Document text:
It used to be you could simply enable the AAA and/or RADIUS debugs & review the outputs at your leisure via your favourite syslog analysis tool, such as Splunk or ELK stack. But on the 3650 & 3850 switches that's not the case, you have to use traces which aren't sent to syslog. Amended process below, though do note that the commands changed between IOS XE 3.x & 16.x releases.
First of all enable rotating the traces between files, so that you don't overwrite the outputs accidentally:
request platform software trace rotate all
Enable the traces that cover .1x, AAA & RADIUS:
set platform software trace smd R0 radius debug
set platform software trace smd R0 dot1x-all debug
set platform software trace smd R0 auth-mgr-all debug
set platform software trace smd R0 epm-all debug
Reproduce the issue & view the last 1,000 lines of traces:
show platform software trace message smd switch active R0
To view more traces requires exporting the traces for a set time period, then uploading off the switch:
request platform software trace archive last x days target flash:blah
copy flash:blah ftp:
Once you're done, return the traces to their usual state:
set platform software trace smd R0 radius notice
set platform software trace smd R0 dot1x-all notice
set platform software trace smd R0 auth-mgr-all notice
set platform software trace smd R0 epm-all notice
Which segways into why I'm writing about this...Had to diagnose wired .1x authentication failures that turned out to be a bug where a 3850 with equal cost uplinks (pretty common!) will chew up some of the RADIUS Access-Requests. Fun part is the RADIUS server never replies to the broken RADIUS message, so the switch then thinks the RADIUS server is timing out & marks it dead, which you'll see along with incrementing timeouts under show aaa servers. This was fixed in IOS XE 16.9.6.

Exercise aim: Extract the lines of the switch trace procedure between "It used to be" and "3.x & 16.x releases.", inclusive, copying them verbatim.

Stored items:
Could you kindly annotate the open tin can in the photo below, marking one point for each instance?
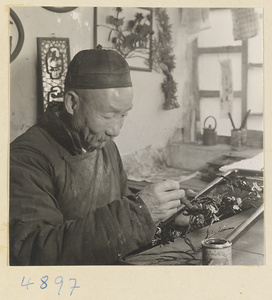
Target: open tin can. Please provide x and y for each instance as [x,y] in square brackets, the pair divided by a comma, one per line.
[216,251]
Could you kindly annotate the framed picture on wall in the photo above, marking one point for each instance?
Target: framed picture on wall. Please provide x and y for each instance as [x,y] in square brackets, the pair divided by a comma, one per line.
[53,60]
[127,30]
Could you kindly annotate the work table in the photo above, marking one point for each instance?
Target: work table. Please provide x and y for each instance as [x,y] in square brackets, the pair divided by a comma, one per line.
[247,250]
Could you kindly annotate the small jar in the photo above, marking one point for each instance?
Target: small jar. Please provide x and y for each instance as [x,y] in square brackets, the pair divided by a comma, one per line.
[216,252]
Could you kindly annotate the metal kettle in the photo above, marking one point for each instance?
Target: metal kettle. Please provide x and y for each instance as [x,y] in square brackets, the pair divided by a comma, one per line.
[209,133]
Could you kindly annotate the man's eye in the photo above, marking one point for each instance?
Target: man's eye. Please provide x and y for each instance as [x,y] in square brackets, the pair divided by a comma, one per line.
[107,117]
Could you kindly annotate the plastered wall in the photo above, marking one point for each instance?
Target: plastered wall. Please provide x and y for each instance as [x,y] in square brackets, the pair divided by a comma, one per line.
[147,123]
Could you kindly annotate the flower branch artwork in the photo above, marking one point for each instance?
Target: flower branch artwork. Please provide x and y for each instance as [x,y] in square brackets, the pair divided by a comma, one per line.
[127,30]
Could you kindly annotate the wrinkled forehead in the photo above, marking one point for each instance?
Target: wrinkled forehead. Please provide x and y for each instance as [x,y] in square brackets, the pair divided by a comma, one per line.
[109,99]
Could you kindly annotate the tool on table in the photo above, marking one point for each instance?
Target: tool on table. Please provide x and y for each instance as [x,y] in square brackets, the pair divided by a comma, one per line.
[243,125]
[231,120]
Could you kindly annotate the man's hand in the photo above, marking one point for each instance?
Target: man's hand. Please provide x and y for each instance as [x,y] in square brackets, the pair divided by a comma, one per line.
[162,199]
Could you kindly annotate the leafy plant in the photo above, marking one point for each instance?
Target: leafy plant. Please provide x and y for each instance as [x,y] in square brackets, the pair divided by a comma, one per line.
[133,39]
[163,58]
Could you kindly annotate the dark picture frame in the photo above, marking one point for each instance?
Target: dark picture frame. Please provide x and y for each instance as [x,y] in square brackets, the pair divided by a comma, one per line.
[53,59]
[15,21]
[127,30]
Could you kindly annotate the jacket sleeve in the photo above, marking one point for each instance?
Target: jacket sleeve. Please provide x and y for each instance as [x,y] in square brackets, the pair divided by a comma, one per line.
[39,235]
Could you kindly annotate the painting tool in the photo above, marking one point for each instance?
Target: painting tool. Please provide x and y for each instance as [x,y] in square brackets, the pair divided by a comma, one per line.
[231,120]
[245,120]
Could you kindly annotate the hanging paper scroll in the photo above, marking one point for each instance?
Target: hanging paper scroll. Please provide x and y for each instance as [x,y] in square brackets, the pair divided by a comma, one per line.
[245,23]
[226,91]
[53,60]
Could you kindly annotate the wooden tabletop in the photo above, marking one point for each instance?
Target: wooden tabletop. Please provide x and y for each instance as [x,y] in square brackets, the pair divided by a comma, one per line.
[247,250]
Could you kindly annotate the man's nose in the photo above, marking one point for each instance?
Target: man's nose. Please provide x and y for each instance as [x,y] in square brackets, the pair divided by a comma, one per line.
[114,128]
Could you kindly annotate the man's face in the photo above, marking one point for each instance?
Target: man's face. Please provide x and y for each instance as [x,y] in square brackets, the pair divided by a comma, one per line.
[100,114]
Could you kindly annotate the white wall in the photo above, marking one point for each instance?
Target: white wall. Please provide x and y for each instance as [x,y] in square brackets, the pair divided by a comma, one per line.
[220,34]
[147,124]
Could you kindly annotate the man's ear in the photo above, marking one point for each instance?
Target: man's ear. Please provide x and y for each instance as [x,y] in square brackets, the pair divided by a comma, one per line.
[71,101]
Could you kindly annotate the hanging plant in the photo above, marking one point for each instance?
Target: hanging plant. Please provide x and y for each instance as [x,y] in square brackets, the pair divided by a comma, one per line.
[163,59]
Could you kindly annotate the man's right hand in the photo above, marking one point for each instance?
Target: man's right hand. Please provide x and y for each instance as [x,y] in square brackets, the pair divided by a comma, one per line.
[162,199]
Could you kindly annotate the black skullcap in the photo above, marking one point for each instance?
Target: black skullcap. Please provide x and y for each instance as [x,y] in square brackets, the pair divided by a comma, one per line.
[98,69]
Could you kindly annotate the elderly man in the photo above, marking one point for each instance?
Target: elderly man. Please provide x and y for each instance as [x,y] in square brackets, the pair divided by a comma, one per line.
[69,201]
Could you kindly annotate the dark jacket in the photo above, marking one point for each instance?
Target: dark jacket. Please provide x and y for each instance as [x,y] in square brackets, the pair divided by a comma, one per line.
[69,207]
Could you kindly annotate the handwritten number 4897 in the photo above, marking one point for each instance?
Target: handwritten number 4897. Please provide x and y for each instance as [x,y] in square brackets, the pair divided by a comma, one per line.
[44,283]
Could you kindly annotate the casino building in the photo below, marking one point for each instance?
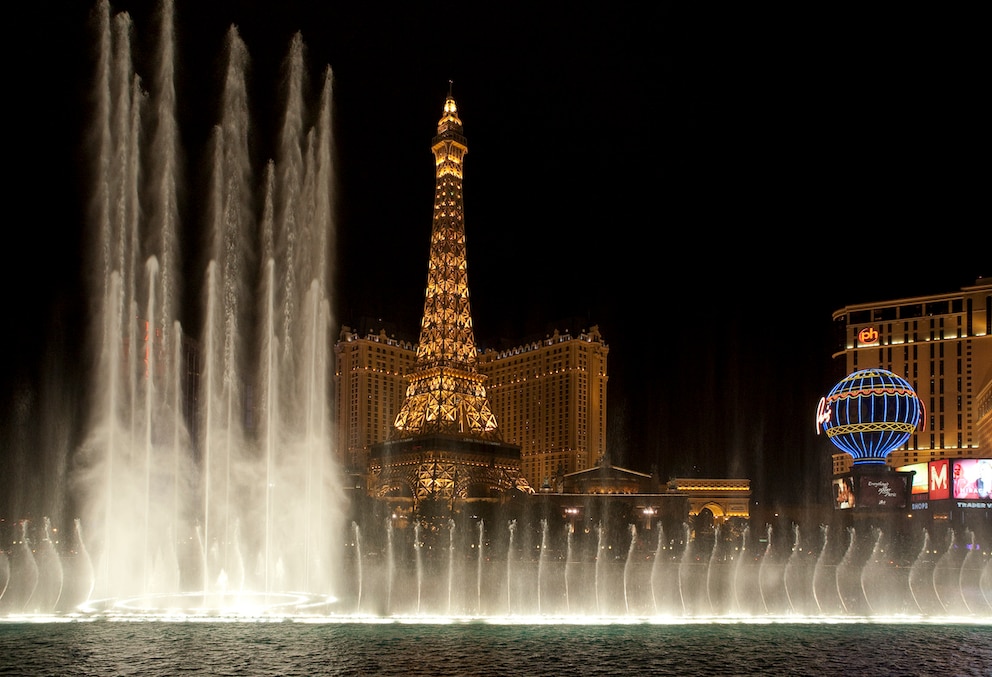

Solution:
It used to be you could simply enable the AAA and/or RADIUS debugs & review the outputs at your leisure via your favourite syslog analysis tool, such as Splunk or ELK stack. But on the 3650 & 3850 switches that's not the case, you have to use traces which aren't sent to syslog. Amended process below, though do note that the commands changed between IOS XE 3.x & 16.x releases.